» **PROVIDED ENTRIES**
------------------------------------------------------------
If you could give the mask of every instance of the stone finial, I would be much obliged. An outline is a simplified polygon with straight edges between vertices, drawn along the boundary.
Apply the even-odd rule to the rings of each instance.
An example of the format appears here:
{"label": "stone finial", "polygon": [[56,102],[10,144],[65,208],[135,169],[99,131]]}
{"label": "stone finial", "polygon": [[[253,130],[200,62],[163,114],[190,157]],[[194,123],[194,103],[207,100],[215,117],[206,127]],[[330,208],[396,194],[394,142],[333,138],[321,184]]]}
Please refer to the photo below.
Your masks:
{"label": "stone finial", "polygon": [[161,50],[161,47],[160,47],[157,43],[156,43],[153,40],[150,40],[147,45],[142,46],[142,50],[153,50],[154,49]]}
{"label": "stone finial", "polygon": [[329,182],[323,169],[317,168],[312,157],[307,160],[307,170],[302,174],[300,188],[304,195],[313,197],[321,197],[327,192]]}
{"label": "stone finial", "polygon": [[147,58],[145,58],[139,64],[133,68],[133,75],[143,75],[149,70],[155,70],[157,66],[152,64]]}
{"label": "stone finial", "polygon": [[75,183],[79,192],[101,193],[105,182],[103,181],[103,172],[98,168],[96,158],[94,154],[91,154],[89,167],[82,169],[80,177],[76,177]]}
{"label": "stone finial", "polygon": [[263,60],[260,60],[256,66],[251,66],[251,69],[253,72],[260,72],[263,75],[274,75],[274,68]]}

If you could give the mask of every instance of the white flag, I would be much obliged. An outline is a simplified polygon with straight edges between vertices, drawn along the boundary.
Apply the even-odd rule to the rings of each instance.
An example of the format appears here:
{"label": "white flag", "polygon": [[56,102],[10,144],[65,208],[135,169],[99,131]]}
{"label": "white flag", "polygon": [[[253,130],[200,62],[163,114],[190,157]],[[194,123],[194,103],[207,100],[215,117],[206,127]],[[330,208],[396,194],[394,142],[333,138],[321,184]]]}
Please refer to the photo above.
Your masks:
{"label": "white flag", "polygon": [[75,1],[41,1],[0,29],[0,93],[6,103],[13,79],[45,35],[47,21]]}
------------------------------------------------------------
Please extract every line of the material above and reproduce it verbatim, with nothing changed, added, or left out.

» **THE SOLUTION**
If you could give the mask of every instance of the stone finial, I would be much obliged. An outline is a simplified polygon with straight edges between vertices, drawn along the boundary.
Apply the even-odd rule to the rings of each instance.
An example of the format appears here:
{"label": "stone finial", "polygon": [[56,102],[10,144],[65,208],[135,169],[99,131]]}
{"label": "stone finial", "polygon": [[[253,130],[200,62],[163,114],[190,157]],[[194,123],[194,103],[207,100],[215,117],[206,127]],[[330,208],[396,194],[394,142],[333,138],[321,184]]]}
Please refer to the photo below.
Your masks:
{"label": "stone finial", "polygon": [[161,50],[161,47],[160,47],[157,43],[156,43],[153,40],[150,40],[147,45],[142,46],[142,50],[153,50],[154,49]]}
{"label": "stone finial", "polygon": [[329,182],[323,169],[317,168],[312,157],[307,160],[307,170],[302,174],[300,188],[304,195],[313,197],[321,197],[327,192]]}
{"label": "stone finial", "polygon": [[147,58],[145,58],[139,64],[133,68],[133,75],[143,75],[149,70],[155,70],[157,66],[152,64]]}
{"label": "stone finial", "polygon": [[75,183],[79,192],[101,193],[105,182],[103,181],[103,172],[98,168],[96,158],[94,154],[91,154],[89,167],[82,169],[80,177],[76,177]]}
{"label": "stone finial", "polygon": [[263,60],[260,60],[256,66],[251,66],[251,69],[253,72],[260,72],[263,75],[274,75],[274,68]]}

If you could give the mask of every instance of the white flag, I would be much obliged. An outline is a simplified polygon with straight edges between vertices, drawn along the boundary.
Apply the even-odd rule to the rings of each instance.
An example of the format appears here:
{"label": "white flag", "polygon": [[56,102],[10,144],[65,208],[135,169],[99,131]]}
{"label": "white flag", "polygon": [[[253,130],[200,62],[163,114],[190,157]],[[194,123],[194,103],[207,100],[215,117],[206,127]],[[330,208],[396,194],[394,142],[333,138],[321,184]]]}
Please refer to the photo above.
Your masks:
{"label": "white flag", "polygon": [[75,1],[41,1],[0,29],[0,93],[6,103],[13,79],[45,35],[47,21]]}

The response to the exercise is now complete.